What the exercise asks: Retype all the data word for word.

Saved entries:
────────

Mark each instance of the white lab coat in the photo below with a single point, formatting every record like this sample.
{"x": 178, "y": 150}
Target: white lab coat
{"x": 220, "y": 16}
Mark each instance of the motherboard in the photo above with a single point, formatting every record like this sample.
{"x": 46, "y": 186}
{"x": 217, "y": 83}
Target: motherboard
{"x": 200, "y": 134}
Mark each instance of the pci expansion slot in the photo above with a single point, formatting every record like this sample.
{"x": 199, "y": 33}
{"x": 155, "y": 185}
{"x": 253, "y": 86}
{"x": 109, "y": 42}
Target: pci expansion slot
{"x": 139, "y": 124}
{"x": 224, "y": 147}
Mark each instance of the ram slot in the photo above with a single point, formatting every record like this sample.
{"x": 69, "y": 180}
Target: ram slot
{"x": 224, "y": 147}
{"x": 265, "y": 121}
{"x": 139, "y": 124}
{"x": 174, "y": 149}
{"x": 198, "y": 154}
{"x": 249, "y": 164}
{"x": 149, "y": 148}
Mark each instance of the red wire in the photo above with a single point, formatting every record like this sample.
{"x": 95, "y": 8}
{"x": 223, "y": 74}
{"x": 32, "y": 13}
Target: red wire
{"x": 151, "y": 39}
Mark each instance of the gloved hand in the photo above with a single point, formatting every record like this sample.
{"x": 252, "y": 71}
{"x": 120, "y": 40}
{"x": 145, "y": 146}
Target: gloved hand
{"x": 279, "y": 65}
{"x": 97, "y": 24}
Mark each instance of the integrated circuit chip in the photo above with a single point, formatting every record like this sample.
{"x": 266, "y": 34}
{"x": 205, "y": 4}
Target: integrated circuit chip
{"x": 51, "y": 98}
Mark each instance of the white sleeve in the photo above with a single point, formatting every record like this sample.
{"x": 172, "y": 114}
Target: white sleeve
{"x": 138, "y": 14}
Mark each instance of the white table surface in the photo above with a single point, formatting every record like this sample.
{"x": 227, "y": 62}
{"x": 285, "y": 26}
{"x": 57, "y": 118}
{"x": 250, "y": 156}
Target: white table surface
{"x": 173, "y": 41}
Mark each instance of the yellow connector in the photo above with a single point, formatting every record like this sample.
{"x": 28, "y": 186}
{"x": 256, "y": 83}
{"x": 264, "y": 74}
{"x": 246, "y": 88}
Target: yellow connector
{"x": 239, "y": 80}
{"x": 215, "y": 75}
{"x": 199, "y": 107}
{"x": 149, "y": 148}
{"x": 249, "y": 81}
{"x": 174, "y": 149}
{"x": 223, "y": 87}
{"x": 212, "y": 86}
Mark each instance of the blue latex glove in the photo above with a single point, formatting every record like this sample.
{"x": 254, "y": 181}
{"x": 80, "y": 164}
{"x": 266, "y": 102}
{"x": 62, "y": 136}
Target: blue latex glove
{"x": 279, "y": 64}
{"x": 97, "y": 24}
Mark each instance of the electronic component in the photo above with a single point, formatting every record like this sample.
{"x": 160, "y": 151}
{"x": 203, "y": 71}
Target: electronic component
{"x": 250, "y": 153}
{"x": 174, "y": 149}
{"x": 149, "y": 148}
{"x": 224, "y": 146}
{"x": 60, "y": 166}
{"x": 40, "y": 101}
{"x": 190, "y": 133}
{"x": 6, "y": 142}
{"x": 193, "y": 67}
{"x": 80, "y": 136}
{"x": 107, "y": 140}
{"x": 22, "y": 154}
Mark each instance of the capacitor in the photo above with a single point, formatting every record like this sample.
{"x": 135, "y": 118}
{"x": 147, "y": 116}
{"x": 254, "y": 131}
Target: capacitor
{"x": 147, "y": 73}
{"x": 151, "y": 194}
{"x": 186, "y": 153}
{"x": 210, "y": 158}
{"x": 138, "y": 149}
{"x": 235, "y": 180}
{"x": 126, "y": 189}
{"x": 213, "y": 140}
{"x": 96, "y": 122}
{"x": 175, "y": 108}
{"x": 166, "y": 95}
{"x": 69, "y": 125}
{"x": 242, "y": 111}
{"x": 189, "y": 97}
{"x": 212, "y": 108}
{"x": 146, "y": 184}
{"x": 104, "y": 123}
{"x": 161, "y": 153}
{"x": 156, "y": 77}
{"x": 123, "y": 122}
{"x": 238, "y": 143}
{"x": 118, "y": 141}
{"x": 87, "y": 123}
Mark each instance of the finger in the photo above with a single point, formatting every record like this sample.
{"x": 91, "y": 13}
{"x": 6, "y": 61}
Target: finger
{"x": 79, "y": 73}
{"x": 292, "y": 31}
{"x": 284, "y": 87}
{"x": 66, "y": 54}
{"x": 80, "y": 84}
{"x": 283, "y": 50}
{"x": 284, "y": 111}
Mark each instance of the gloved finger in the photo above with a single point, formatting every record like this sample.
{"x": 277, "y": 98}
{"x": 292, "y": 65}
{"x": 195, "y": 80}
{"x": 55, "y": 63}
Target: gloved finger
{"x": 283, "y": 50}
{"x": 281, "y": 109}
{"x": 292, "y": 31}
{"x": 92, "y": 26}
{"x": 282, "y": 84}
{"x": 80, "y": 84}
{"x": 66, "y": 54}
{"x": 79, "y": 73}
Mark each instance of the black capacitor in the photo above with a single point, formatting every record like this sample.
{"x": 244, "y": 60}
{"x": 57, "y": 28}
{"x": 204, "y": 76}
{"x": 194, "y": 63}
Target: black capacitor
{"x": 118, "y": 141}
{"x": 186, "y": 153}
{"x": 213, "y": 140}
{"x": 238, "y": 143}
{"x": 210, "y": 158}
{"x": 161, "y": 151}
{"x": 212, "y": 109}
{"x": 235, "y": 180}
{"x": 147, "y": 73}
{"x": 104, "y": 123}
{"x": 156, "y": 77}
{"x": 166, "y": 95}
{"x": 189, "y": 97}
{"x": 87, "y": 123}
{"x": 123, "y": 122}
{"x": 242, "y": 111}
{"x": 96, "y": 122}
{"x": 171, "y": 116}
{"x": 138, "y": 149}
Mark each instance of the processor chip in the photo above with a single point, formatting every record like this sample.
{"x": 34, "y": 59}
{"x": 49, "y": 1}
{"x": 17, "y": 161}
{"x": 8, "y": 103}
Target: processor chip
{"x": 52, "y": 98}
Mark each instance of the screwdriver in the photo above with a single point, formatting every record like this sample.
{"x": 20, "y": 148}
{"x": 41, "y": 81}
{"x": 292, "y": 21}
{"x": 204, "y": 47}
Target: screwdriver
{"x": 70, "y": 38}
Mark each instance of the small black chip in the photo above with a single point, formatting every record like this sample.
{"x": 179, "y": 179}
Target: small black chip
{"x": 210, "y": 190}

────────

Solution to the problem:
Mark each instance of the white lab coat in the photo below with a single point, formatting every record like this sample.
{"x": 178, "y": 150}
Target: white lab coat
{"x": 220, "y": 16}
Mark each instance of the motherboard in the photo above with a single point, formatting every record like this sample.
{"x": 46, "y": 186}
{"x": 217, "y": 83}
Target: motherboard
{"x": 200, "y": 134}
Mark each instance of the pci expansion slot in the photo above with a single point, formatting every record like this sample.
{"x": 199, "y": 33}
{"x": 155, "y": 185}
{"x": 253, "y": 86}
{"x": 109, "y": 42}
Target: pci expansion slot
{"x": 139, "y": 124}
{"x": 224, "y": 147}
Mark each instance of the ram slot in the photo above with a single point, formatting every record like this sample.
{"x": 69, "y": 180}
Target: ram slot
{"x": 224, "y": 147}
{"x": 265, "y": 121}
{"x": 139, "y": 124}
{"x": 174, "y": 149}
{"x": 198, "y": 154}
{"x": 249, "y": 164}
{"x": 149, "y": 148}
Mark each instance of the red wire in the photo above with a single point, formatting every record like this sample.
{"x": 95, "y": 8}
{"x": 223, "y": 74}
{"x": 32, "y": 13}
Target: red wire
{"x": 151, "y": 39}
Mark each instance of the gloved hand in the photo above with a single point, formatting every record like this sample.
{"x": 252, "y": 71}
{"x": 120, "y": 40}
{"x": 145, "y": 146}
Target: gloved hand
{"x": 279, "y": 65}
{"x": 97, "y": 24}
Mark each instance of the integrated circuit chip in the photo above with a single point, formatting every record like this sample.
{"x": 266, "y": 34}
{"x": 205, "y": 4}
Target: integrated circuit chip
{"x": 51, "y": 98}
Mark each instance of the white sleeve in the photo above with a single point, formatting every record like this sample.
{"x": 172, "y": 114}
Target: white sleeve
{"x": 138, "y": 14}
Mark each instance of the white table surface in the photo above with a single point, formatting every record like this sample.
{"x": 227, "y": 62}
{"x": 285, "y": 26}
{"x": 57, "y": 118}
{"x": 250, "y": 156}
Target: white table surface
{"x": 173, "y": 41}
Mark each instance of the yellow connector in the photo above with a single point, formatting every record like this sample.
{"x": 28, "y": 186}
{"x": 256, "y": 83}
{"x": 264, "y": 74}
{"x": 246, "y": 88}
Target: yellow connector
{"x": 239, "y": 80}
{"x": 215, "y": 75}
{"x": 199, "y": 107}
{"x": 149, "y": 148}
{"x": 249, "y": 81}
{"x": 174, "y": 149}
{"x": 223, "y": 87}
{"x": 212, "y": 86}
Mark each instance of the blue latex glove in the photo above with a single point, formatting every record like this sample.
{"x": 254, "y": 181}
{"x": 80, "y": 164}
{"x": 266, "y": 102}
{"x": 62, "y": 136}
Target: blue latex glove
{"x": 279, "y": 64}
{"x": 97, "y": 24}
Mark each instance of the electronic component in the photo above with a single point, formatting every record like this sample.
{"x": 160, "y": 151}
{"x": 203, "y": 71}
Target: electronic component
{"x": 250, "y": 153}
{"x": 174, "y": 149}
{"x": 149, "y": 148}
{"x": 224, "y": 146}
{"x": 60, "y": 166}
{"x": 40, "y": 101}
{"x": 190, "y": 133}
{"x": 6, "y": 142}
{"x": 193, "y": 67}
{"x": 80, "y": 136}
{"x": 107, "y": 140}
{"x": 22, "y": 154}
Mark each instance of the capacitor in the photo above with a single point, formatting every record like this sample.
{"x": 135, "y": 118}
{"x": 147, "y": 116}
{"x": 254, "y": 131}
Target: capacitor
{"x": 147, "y": 73}
{"x": 151, "y": 194}
{"x": 186, "y": 153}
{"x": 210, "y": 158}
{"x": 138, "y": 149}
{"x": 235, "y": 180}
{"x": 126, "y": 189}
{"x": 213, "y": 140}
{"x": 96, "y": 122}
{"x": 175, "y": 108}
{"x": 166, "y": 95}
{"x": 69, "y": 125}
{"x": 242, "y": 111}
{"x": 189, "y": 97}
{"x": 212, "y": 108}
{"x": 146, "y": 184}
{"x": 104, "y": 123}
{"x": 161, "y": 153}
{"x": 156, "y": 77}
{"x": 123, "y": 122}
{"x": 238, "y": 143}
{"x": 118, "y": 141}
{"x": 87, "y": 123}
Mark each instance of the finger in the photo above with a single point, formatting every record like this sample.
{"x": 91, "y": 13}
{"x": 6, "y": 61}
Target: finger
{"x": 79, "y": 73}
{"x": 292, "y": 31}
{"x": 284, "y": 87}
{"x": 66, "y": 54}
{"x": 80, "y": 84}
{"x": 283, "y": 50}
{"x": 284, "y": 111}
Mark each instance of the gloved finger in the photo above with a single point, formatting every record like this sample.
{"x": 277, "y": 98}
{"x": 292, "y": 65}
{"x": 195, "y": 80}
{"x": 55, "y": 63}
Target: gloved finger
{"x": 283, "y": 50}
{"x": 281, "y": 109}
{"x": 292, "y": 31}
{"x": 92, "y": 26}
{"x": 282, "y": 84}
{"x": 80, "y": 84}
{"x": 66, "y": 54}
{"x": 79, "y": 73}
Mark each instance of the black capacitor in the photo above with a single point, formatting every record like this sample.
{"x": 244, "y": 60}
{"x": 57, "y": 28}
{"x": 204, "y": 76}
{"x": 194, "y": 63}
Target: black capacitor
{"x": 118, "y": 141}
{"x": 186, "y": 153}
{"x": 213, "y": 140}
{"x": 238, "y": 143}
{"x": 210, "y": 158}
{"x": 161, "y": 151}
{"x": 212, "y": 109}
{"x": 235, "y": 180}
{"x": 147, "y": 73}
{"x": 104, "y": 123}
{"x": 156, "y": 77}
{"x": 166, "y": 95}
{"x": 189, "y": 97}
{"x": 87, "y": 123}
{"x": 123, "y": 122}
{"x": 242, "y": 111}
{"x": 96, "y": 122}
{"x": 171, "y": 116}
{"x": 138, "y": 149}
Mark each instance of the processor chip in the photo above with a single point, formatting every record like this sample.
{"x": 34, "y": 59}
{"x": 49, "y": 1}
{"x": 17, "y": 161}
{"x": 8, "y": 103}
Target: processor chip
{"x": 52, "y": 98}
Mark each instance of the screwdriver in the photo above with a single point, formatting every record like this sample.
{"x": 20, "y": 148}
{"x": 41, "y": 81}
{"x": 292, "y": 21}
{"x": 204, "y": 47}
Target: screwdriver
{"x": 70, "y": 38}
Mark each instance of the small black chip in the photo above with a single point, formatting every record like this sample.
{"x": 179, "y": 179}
Target: small black chip
{"x": 210, "y": 190}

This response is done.